━━━ Texte fourni

Repères
Caractéristiques d’une SSII
Les SSII (société de service en ingénierie informatique) sont rattachées au secteur tertiaire. Dans le monde, les principales SSII classées par le chiffre d’affaires en milliards de dollars (données 2007) sont IBM Global Services (54 milliards), EDS (22 milliards), Accenture (20 milliards), Fujitsu (18 milliards), HP (17 milliards) et CSC (16 milliards). Capgemini est la première SSII européenne avec un chiffre d’affaires de 8 milliards d’euros en 2009 et un effectif global de 90 500 salariés. Elles se distinguent notamment par les prestations qu’elles rendent à leurs clients.
Dans le régime de l’assistance technique (AT ou régie), une SSII recrute des personnes disposant de compétences pour revendre leur travail à la journée, selon un taux journalier convenu. La mise en place de ces prestations est fortement encadrée, car en France le prêt exclusif de main-d’œuvre est réservé aux seules sociétés d’intérim. Dans les contrats ou forfaits, la SSII vend à son client le service convenu, mesuré par des indicateurs, en mettant en œuvre des ressources humaines dont elle demeure le seul maître : c’est une prestation à engagement de résultat, assortie de pénalités en cas de non atteinte des valeurs cibles des indicateurs. La prestation la plus fréquente est cependant le centre de service, à mi-chemin entre la régie et le forfait. La plupart des salariés des centres de services travaillent au sein des locaux de la SSII. Toutefois, des collaborateurs peuvent être détachés en assistance technique chez le client ou être amenés à fournir de manière ponctuelle des prestations d’expertise et de conseils chez le client. Les centres de service des SSII sont souvent des structures régionales spécialisées dans une technologie ou un domaine particulier (Java, Technologies Web, CRM etc.). Ce type d’organisation permet à la fois à la SSII de diminuer les coûts (utilisation des ressources humaines sur plusieurs projets) et au client de fixer et d’encadrer les responsabilités (maîtrise d’œuvre, maîtrise d’ouvrage). Lorsque la prestation est réalisée dans le pays du client, on parle de onshore ; lorsqu’elle est exécutée dans un pays proche, on emploie plutôt l’expression nearshore ; enfin l’offshore désigne des prestations réalisées dans un pays éloigné et généralement à bas coût.

━━━━━━

[Consigne écrite] Reprenez la rédaction du texte sur les SSII à la suite de sa dernière phrase. Les données ci-après n'ont aucun rapport avec le texte sur les SSII.

━━━ Jeu de données

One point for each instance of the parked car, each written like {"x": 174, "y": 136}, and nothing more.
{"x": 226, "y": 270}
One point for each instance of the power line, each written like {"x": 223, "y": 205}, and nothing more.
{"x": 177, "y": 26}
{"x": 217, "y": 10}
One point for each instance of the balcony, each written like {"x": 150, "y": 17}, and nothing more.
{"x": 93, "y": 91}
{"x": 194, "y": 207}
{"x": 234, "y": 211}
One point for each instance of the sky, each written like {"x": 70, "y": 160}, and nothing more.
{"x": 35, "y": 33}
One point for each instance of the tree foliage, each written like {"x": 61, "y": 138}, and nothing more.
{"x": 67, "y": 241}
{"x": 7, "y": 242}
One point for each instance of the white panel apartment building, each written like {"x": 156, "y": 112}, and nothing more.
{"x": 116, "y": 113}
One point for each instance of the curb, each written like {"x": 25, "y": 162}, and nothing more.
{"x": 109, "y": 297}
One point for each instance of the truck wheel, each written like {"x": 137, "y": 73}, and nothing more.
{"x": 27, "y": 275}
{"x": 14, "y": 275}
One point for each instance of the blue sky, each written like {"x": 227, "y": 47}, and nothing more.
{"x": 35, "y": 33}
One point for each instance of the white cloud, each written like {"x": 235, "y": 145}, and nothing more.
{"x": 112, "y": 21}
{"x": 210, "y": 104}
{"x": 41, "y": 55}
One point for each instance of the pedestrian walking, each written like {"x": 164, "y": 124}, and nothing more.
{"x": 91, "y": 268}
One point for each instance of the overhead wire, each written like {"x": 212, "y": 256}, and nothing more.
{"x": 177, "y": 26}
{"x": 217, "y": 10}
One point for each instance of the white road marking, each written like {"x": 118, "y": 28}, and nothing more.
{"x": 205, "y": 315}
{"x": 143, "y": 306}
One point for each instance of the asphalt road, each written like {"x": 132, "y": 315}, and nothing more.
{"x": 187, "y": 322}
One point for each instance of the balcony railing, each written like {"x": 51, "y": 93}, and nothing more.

━━━━━━

[Réponse écrite]
L’offshore, qui signifie en anglais « au large », a évoqué dans son sens premier l’exploitation de pétrole au large des rivages. Aujourd’hui, il se traduit par le terme délocalisation et concerne à la fois des prestations de service et les délocalisations industrielles. Ce phénomène inclut les délocalisations d’activités, c’est-à-dire le fait de fermer une activité dans un endroit pour la transférer dans un pays tiers (les clients de cette activité restant dans le pays d’origine) et les non-localisations d’activités, c’est-à-dire le fait d’installer ex nihilo dans un pays une activité dont le client se situe dans un autre pays. De manière plus précise encore, le rapport d’information de la commission des finances du Sénat du 22 juin 2005 sur « La globalisation de l’économie et les délocalisations d’activités et d’emploi » identifie trois formes d’offshore : le transfert d’un site vers un pays étranger (délocalisation pure), le regroupement à l’étranger d’activités de service disséminées sur plusieurs sites en France (délocalisation diffuse), et les localisations d’activités à l’étranger alors qu’elles auraient pu l’être en France.
L’offshore dans l’informatique ne s’est pas développé avec la crise. Au niveau macroéconomique, les deux facteurs qui sont à l’origine de l’offshore sont la mondialisation et l’essor des nouvelles technologies de l’information et de la communication (NTIC). En effet, le développement des échanges internationaux et la possibilité de dématérialiser et de transmettre les informations instantanément ont amené dès le début des années 1990 bon nombre d’entreprises à entamer des processus de délocalisation. Cependant, par le fait de la crise économique et de la pression sur les prix exercée par les clients, l’offshore a permis de limiter le poids de la masse salariale : les effectifs onshore diminuent dans toutes les SSII alors que le nombre de salariés dans les pays à bas coût de main-d’œuvre augmente sensiblement. L’offshore indien présente notamment de nombreux avantages pour sortir de la crise.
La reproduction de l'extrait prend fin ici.